TASK TO COMPLETE:
Rewrite every line below, requests included, from the one containing "of trees, a" through the last line. Scale each coordinate in the answers by 1.7 and round to whole numbers, with halves going up.

(Image location labeling entries)
━━━
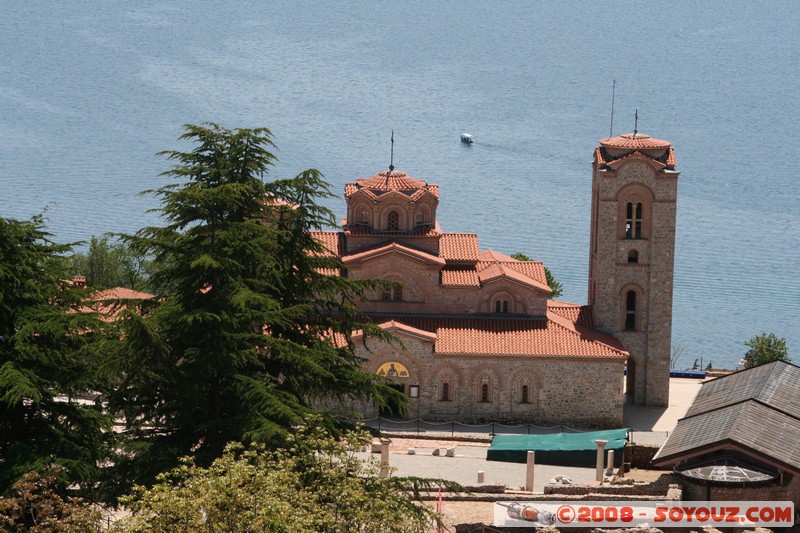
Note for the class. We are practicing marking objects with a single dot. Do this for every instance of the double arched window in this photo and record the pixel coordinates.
(394, 221)
(633, 220)
(630, 310)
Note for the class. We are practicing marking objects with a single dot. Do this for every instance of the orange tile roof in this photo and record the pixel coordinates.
(391, 181)
(394, 248)
(638, 141)
(599, 157)
(492, 255)
(635, 155)
(578, 314)
(671, 160)
(490, 271)
(460, 278)
(333, 241)
(511, 336)
(387, 181)
(395, 326)
(109, 302)
(459, 247)
(419, 231)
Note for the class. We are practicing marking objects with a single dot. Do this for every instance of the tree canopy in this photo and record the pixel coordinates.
(109, 264)
(765, 348)
(249, 332)
(555, 285)
(45, 362)
(315, 484)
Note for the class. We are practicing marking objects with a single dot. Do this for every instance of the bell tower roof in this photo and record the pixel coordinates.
(392, 180)
(635, 141)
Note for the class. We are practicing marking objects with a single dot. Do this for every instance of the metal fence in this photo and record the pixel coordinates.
(453, 428)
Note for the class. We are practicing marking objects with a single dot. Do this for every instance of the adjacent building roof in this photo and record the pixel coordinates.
(393, 180)
(459, 247)
(635, 141)
(509, 336)
(755, 412)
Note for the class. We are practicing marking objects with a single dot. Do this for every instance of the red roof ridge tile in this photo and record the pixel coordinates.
(635, 141)
(391, 248)
(635, 155)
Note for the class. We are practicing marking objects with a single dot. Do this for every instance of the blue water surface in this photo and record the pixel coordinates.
(90, 91)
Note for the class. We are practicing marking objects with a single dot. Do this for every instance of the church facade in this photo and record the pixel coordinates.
(479, 338)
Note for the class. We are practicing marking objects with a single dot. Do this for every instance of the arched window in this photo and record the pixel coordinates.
(394, 221)
(630, 311)
(633, 221)
(395, 294)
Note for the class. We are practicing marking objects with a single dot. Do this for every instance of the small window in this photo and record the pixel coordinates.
(633, 221)
(630, 311)
(485, 393)
(394, 221)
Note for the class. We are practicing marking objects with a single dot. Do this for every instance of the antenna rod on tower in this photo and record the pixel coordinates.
(391, 160)
(613, 93)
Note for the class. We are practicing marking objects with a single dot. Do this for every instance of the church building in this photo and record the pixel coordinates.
(479, 338)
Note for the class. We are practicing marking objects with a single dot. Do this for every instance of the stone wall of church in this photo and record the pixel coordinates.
(529, 390)
(424, 293)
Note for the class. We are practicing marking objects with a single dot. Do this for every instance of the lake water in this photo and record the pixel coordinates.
(90, 91)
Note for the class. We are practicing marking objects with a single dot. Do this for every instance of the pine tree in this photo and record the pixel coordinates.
(248, 332)
(45, 362)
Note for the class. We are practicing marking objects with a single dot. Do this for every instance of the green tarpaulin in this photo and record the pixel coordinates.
(557, 448)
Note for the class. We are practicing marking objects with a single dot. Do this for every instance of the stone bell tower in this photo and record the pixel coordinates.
(631, 259)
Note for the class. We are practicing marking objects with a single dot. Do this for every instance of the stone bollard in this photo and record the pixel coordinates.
(384, 458)
(599, 471)
(610, 463)
(529, 471)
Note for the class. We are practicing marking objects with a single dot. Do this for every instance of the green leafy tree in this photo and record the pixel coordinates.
(765, 348)
(36, 505)
(249, 332)
(111, 264)
(555, 285)
(315, 484)
(45, 362)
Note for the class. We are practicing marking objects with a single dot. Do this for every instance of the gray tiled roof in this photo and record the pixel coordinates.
(756, 410)
(775, 384)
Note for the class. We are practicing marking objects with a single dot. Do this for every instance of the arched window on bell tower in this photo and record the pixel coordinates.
(633, 220)
(394, 221)
(630, 311)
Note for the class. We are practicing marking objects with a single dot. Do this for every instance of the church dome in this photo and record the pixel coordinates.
(634, 141)
(392, 180)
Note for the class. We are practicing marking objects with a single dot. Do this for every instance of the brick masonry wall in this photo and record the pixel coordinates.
(580, 392)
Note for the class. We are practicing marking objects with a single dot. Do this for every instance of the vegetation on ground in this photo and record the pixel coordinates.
(555, 285)
(765, 348)
(315, 484)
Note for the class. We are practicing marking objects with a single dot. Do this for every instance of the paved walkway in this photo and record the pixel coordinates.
(650, 425)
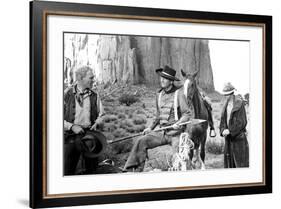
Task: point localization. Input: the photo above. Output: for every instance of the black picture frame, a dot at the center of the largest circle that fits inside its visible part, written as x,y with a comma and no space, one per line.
39,10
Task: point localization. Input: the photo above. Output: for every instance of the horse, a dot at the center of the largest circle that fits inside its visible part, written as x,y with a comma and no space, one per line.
202,110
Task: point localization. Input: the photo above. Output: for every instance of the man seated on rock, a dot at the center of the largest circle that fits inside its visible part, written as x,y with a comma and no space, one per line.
82,110
168,99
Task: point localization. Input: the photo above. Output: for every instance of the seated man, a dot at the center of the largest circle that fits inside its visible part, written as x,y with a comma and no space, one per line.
171,104
82,109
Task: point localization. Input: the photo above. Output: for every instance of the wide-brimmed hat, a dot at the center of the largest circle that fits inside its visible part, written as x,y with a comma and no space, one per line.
228,89
93,144
168,73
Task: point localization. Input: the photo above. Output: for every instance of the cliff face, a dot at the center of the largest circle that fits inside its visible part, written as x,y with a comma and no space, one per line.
133,59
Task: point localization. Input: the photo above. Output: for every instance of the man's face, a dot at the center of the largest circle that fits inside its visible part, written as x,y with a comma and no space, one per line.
88,80
165,83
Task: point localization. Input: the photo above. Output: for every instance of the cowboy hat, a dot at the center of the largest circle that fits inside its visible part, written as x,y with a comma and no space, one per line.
92,145
167,72
228,89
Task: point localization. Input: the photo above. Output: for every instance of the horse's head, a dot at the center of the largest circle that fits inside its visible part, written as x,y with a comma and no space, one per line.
189,84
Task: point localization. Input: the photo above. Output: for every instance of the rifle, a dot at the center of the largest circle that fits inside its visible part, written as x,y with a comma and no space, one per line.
193,121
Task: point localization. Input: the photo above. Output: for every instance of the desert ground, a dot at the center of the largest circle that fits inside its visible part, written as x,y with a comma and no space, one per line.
129,109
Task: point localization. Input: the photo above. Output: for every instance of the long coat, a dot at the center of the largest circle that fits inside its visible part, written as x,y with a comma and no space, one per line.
236,153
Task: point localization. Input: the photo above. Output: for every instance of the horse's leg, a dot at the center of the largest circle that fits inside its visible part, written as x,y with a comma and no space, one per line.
202,148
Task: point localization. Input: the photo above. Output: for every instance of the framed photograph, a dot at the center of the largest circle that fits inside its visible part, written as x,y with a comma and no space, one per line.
139,104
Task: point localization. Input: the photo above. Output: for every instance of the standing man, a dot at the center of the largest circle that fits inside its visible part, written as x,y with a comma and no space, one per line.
82,110
166,104
233,128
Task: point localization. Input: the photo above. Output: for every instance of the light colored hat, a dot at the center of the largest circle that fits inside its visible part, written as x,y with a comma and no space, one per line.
228,89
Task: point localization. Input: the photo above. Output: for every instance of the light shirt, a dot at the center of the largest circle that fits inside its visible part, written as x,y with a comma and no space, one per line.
82,114
229,110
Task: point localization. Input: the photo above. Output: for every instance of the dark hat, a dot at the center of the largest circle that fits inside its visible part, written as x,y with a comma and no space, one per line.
93,144
168,73
228,89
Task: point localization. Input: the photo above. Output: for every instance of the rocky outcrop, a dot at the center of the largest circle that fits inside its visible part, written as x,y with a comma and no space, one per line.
133,59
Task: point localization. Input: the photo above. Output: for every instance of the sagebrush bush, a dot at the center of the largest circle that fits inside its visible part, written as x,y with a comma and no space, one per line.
139,119
109,118
128,99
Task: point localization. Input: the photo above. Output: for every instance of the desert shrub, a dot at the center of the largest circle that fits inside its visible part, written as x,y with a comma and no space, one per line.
109,127
139,111
136,128
139,119
215,146
109,118
120,132
127,123
121,116
128,99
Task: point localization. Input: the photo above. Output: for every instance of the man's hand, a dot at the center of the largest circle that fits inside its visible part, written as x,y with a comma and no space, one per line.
225,132
146,131
77,129
176,126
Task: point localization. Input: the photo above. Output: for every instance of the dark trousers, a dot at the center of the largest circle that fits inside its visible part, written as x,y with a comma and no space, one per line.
72,156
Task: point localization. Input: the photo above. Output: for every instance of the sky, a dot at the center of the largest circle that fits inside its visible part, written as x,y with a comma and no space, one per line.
230,62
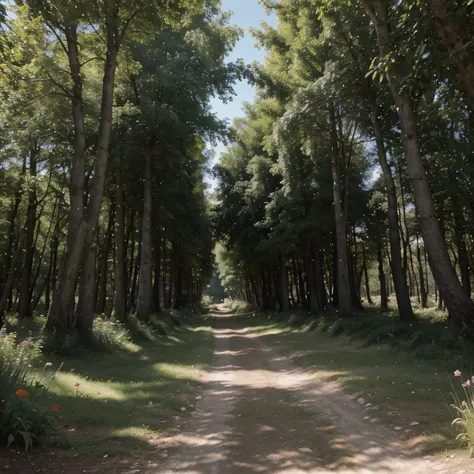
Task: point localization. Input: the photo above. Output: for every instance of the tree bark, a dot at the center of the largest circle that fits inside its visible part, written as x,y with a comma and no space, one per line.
9,281
120,294
343,277
86,303
459,229
25,290
458,303
398,274
423,294
61,315
457,40
144,298
284,293
366,276
157,279
383,284
104,263
77,181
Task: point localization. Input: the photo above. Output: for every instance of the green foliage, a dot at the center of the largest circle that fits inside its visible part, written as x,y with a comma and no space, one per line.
463,409
24,422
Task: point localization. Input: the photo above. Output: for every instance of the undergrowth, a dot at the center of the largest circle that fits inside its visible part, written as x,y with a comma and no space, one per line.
23,421
427,337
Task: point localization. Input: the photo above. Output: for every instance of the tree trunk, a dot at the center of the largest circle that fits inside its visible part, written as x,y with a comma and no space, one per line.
284,294
85,307
312,292
10,250
9,281
458,303
77,181
25,291
398,274
120,295
104,263
366,276
423,294
144,298
343,277
456,39
61,314
459,229
157,279
383,285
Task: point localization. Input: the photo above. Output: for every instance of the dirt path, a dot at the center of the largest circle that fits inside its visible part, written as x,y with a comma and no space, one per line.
260,414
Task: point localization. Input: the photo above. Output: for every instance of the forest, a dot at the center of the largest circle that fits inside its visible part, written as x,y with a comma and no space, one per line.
345,188
350,174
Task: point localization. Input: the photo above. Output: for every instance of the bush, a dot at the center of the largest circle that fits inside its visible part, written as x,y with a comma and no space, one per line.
237,306
206,301
22,421
463,408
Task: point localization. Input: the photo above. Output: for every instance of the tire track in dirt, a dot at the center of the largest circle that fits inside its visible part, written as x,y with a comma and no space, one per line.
261,414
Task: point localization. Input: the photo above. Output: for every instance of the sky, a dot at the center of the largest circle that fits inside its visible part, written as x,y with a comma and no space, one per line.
247,13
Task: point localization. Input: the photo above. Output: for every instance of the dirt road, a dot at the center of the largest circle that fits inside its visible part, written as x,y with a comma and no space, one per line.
261,414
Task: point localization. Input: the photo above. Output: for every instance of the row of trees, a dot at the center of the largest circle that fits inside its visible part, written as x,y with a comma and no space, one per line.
104,118
356,154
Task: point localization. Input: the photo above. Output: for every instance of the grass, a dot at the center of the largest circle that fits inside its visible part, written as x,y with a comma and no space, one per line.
127,396
405,372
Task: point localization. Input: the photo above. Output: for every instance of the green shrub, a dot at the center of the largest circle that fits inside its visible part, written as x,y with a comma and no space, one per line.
206,301
23,421
463,408
238,306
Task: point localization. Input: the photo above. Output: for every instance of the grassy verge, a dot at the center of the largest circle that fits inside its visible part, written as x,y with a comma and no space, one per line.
121,400
402,374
━━━
FINISHED EXERCISE:
Task: point localization. Input: the photo above. Output: for every instance of the row of trees, a dot at the center of the largest circle that fits inside its visible part, written as x,y with a comma and no space, one per line.
177,201
605,262
Task: point localization. Input: the photo above. Output: for every instance of the grass, a dot at the center of the largest circle that fits inside its visible part, written as x,y with a comma and no space, one per line.
216,673
689,632
Task: point localization. Input: the photo above. Output: for every instance of the green shrub, a dot at the center of the largest circle that fits inside its visible part, written as x,y with a comma and no space, one per line.
350,512
39,716
787,694
405,520
Task: point localization. Input: the photo above. Output: for every instance of the grassy verge, a dot at the center of the largest circle that fits inside its visible part, written as x,y with a comma and no space, one per line.
206,680
683,636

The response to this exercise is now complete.